**SET TASK:** Continue the biography of Raiford Blunt, the Louisiana legislator, starting right after its last sentence.

**SOURCE:**
-- BEGIN --

Louisiana House of Representatives
- In office 1870–1872

Louisiana State Senate
- In office 1872–1876

Personal details
- Born: 1837 Thompsonville, Georgia
- Died: March 19, 1905 (aged 67–68)
- Party: Republican

= Raiford Blunt =

Louisiana Reconstruction Era politician (1837–1905)

Albert Raiford Blunt (1837 – March 19, 1905), also spelled Raiford Blount and Raford Blunt, was a Baptist minister, teacher and state legislator in Louisiana. He served in the Louisiana House of Representatives and the Louisiana Senate.

==Biography==
He was born 1837 in Thompsonville, Georgia moving to Louisiana in 1853 and he lived and worked on a cotton plantation until the civil war.

Blunt founded the Baptist Association in Natchitoches Parish along with John Gideon Lewis, Martin Kiles, and Benjamin Perrow in 1870 and he was the first pastor of the church.
He owned land in Natchitoches Parish as well as a number of town plots worth around $10,000 by the end of the 1870s.

-- END --

**PROVIDED MATERIAL:**
-- BEGIN --

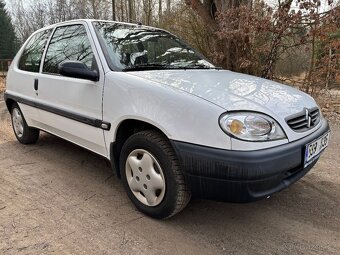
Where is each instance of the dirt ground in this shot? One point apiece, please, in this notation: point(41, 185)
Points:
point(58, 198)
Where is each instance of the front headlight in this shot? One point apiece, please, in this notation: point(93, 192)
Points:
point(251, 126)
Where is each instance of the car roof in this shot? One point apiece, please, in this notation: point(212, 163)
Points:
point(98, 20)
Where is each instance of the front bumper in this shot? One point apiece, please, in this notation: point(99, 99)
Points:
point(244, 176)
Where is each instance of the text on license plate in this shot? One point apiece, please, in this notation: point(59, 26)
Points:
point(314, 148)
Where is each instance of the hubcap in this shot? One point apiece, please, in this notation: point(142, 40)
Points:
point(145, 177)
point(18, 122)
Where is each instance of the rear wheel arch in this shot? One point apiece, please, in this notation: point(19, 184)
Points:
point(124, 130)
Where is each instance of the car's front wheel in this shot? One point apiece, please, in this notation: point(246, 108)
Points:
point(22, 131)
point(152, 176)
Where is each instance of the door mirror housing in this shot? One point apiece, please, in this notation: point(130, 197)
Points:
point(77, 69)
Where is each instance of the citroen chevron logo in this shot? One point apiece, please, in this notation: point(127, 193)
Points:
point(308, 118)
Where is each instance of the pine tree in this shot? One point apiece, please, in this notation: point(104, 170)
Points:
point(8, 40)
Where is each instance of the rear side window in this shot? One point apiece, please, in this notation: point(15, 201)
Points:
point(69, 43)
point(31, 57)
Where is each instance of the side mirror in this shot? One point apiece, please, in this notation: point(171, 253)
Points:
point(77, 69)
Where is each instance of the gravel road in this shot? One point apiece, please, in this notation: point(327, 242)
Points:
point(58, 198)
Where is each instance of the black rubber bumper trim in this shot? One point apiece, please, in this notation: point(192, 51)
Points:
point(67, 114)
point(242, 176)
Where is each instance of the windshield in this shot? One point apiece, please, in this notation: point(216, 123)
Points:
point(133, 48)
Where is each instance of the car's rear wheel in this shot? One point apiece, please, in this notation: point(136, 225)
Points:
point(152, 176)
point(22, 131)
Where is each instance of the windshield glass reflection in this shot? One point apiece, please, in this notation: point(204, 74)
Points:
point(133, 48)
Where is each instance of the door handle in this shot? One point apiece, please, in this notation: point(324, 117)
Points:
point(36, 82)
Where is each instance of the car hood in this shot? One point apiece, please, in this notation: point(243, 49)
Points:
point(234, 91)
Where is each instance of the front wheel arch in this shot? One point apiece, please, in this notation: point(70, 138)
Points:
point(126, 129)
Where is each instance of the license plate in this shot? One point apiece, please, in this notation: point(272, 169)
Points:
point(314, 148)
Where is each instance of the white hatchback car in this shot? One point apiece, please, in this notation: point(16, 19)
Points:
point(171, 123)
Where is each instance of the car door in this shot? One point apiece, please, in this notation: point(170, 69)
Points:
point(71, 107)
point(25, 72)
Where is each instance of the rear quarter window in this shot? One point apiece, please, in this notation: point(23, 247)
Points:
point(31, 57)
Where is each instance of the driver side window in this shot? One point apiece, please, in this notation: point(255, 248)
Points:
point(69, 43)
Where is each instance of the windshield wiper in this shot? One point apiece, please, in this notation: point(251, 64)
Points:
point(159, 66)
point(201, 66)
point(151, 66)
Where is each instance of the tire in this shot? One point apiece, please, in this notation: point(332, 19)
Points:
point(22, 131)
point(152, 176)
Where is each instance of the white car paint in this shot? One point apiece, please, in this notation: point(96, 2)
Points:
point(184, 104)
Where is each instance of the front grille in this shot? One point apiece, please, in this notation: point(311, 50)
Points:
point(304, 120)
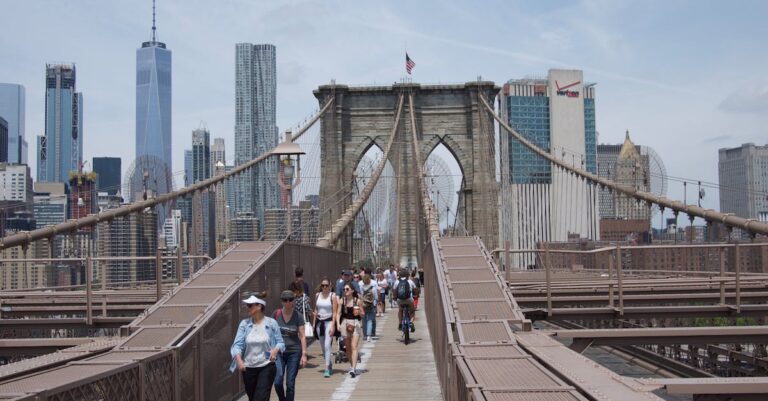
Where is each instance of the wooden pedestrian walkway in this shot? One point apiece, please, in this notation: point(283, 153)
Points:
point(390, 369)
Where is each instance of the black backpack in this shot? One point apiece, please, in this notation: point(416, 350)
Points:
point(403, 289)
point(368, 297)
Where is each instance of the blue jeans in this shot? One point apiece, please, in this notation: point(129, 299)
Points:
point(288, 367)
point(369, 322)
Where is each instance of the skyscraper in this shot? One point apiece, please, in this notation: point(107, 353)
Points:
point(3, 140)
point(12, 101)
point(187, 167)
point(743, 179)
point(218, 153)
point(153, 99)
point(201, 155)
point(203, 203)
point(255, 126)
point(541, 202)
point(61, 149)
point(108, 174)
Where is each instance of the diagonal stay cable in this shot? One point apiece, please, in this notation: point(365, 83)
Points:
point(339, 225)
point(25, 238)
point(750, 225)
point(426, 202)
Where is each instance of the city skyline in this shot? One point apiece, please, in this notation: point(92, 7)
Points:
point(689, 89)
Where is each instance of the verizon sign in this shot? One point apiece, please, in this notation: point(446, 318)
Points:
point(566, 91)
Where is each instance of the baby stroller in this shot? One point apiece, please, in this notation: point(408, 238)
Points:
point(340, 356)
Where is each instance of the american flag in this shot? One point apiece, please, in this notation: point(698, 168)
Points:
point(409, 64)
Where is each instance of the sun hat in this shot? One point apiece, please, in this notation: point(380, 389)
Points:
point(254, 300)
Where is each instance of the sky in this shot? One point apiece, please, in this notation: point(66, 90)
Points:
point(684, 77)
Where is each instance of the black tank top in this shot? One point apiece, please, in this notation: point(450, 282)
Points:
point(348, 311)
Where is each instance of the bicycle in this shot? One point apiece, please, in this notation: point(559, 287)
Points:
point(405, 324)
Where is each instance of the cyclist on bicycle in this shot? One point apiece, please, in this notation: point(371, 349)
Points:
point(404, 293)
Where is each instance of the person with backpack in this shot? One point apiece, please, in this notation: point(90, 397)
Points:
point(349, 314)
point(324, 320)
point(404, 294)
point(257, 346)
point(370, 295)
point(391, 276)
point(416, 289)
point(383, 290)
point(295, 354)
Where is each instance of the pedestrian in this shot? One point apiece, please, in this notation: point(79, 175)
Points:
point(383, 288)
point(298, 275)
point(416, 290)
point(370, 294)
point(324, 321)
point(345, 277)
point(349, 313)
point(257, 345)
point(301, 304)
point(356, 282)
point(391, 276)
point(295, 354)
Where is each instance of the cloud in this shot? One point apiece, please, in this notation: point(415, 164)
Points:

-- END --

**WRITTEN RESPONSE:**
Blunt represented West Baton Rouge Parish in the Louisiana House of Representatives from 1870 until 1872 and then served in the Louisiana State Senate from 1872 until 1876.

He had been president of the local school board and was a founder of the first public school in Natchitoches where he also taught.
He also ran the Natchitoches Republican newspaper with subsidies from the Republican state government.

Around a hundred white Democrats convincing themselves that the Republicans were intent on aggression at a meeting on September 21, 1878, appointed attorney Milton Joseph Cunningham to organise a defense. He instructed the men to get their guns and went to arrest the leading Republican members including Blunt.
The Democrats had originally come to break up a Republican meeting and arrest them but it had already finished and Blunt had made his way home after learning he was in danger.
Blunt fortified his home and took to hiding with some friends armed with several shotguns, a rifle and two pistols.
Cunningham and his men went to Blunt's house, surrounded it, broke down the doors and after threatening to shoot his wife when she refused to say where her husband was they arrested her and found where Blunt was hiding.
They told Blunt if he surrendered he would hot be harmed so he surrendered, was placed in jail and then later placed on horseback on told to leave and never return.
Bunt road to Alexandria where he headed to New Orleans on a steamboat.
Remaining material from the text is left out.